» **WORK TASK 1**:
In the E. coli evolution text, which phrases are enclosed in quotation marks?
» **WORK TASK 2**:
Can you write what comes next in the E. coli evolution text, picking up after its last sentence?

Experimental evolution meets genomics
Richard Lenski and colleagues have been monitoring evolution of the bacterium Escherichia coli in his laboratory for 40,000 generations. Their latest paper, "Genome evolution and adaptation in a long-term experiment with Escherichia coli" was recently published in Nature.
One nice thing about E. coli is that they can freeze samples of their evolving populations every few thousand generations, for later analysis. So they were able to compare the fitness of different generations by competing each against a thawed ancestor. They also found the complete DNA sequence for many of these strains....
This wouldn't have been possible when their evolution experiment began. It would have been impossibly expensive even a few years ago, but DNA sequencing has been getting cheaper, as Richard Dawkins predicted in his essay, "Son of Moore's Law."
They found that their bacterial populations accumulated genetic changes at a fairly constant rate over the first 20,000 generations. This is what you would expect, if they were randomly accumulating "neutral" mutations, with no effect on fitness. But random neutral mutations would include "synonymous" mutations that change DNA sequence without changing the corresponding protein, whereas they found mostly protein-changing mutations. Those should have some real effect and apparently a positive one.

» **INFORMATION SUPPLIED**:

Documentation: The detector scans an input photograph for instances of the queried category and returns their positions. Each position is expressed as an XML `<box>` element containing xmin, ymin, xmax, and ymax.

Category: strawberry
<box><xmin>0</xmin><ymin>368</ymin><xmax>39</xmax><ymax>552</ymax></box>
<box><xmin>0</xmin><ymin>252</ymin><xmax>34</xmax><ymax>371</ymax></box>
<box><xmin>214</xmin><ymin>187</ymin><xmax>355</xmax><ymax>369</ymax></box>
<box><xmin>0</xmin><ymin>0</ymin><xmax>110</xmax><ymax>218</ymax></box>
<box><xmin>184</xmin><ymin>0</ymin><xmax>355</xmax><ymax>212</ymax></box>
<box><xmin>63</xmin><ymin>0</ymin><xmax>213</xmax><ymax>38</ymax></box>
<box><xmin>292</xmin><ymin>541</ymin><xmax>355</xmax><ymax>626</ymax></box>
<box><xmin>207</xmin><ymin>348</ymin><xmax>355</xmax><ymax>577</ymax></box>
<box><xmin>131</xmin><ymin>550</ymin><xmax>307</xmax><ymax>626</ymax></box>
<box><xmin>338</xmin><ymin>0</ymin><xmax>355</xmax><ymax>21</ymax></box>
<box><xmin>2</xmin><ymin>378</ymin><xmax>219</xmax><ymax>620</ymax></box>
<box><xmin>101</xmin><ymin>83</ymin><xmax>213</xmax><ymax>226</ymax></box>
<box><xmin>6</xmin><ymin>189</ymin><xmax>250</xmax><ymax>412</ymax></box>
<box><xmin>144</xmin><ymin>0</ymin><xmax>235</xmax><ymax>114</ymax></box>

» **RESPONSE BOX 1**:
- "Genome evolution and adaptation in a long-term experiment with Escherichia coli"
- "Son of Moore's Law"
- "neutral"
- "synonymous"

» **RESPONSE BOX 2**:
Over the same period, fitness increased relative to the ancestral strain. But the increase in fitness showed a different pattern from total changes in DNA sequence. While DNA sequence changes accumulated at a fairly constant rate, fitness increased very rapidly over the first 1000 generations or so. Since then, fitness has continued to increase, but much more slowly. This later increase could be roughly linear, but there's enough noise in their data that it's hard to be sure. One possible explanation for this pattern is that the early genetic changes had wide-ranging effects, even if the DNA-level changes were small. This is what you would expect if the changes involved regulatory systems, for example. Those early changes were clearly positive, on balance, but they may have had some negative side effects. The slow-but-steady improvements since then may involve a large number of genes, each with a small beneficial effect, possibly reducing some of those negative side-effects.
Fellow microbial evolutionary biologist Paul Rainey has a commentary on the paper in the same issue. Rainey himself has published a very interesting paper even more recently, which Will Ratcliff has promised to write about.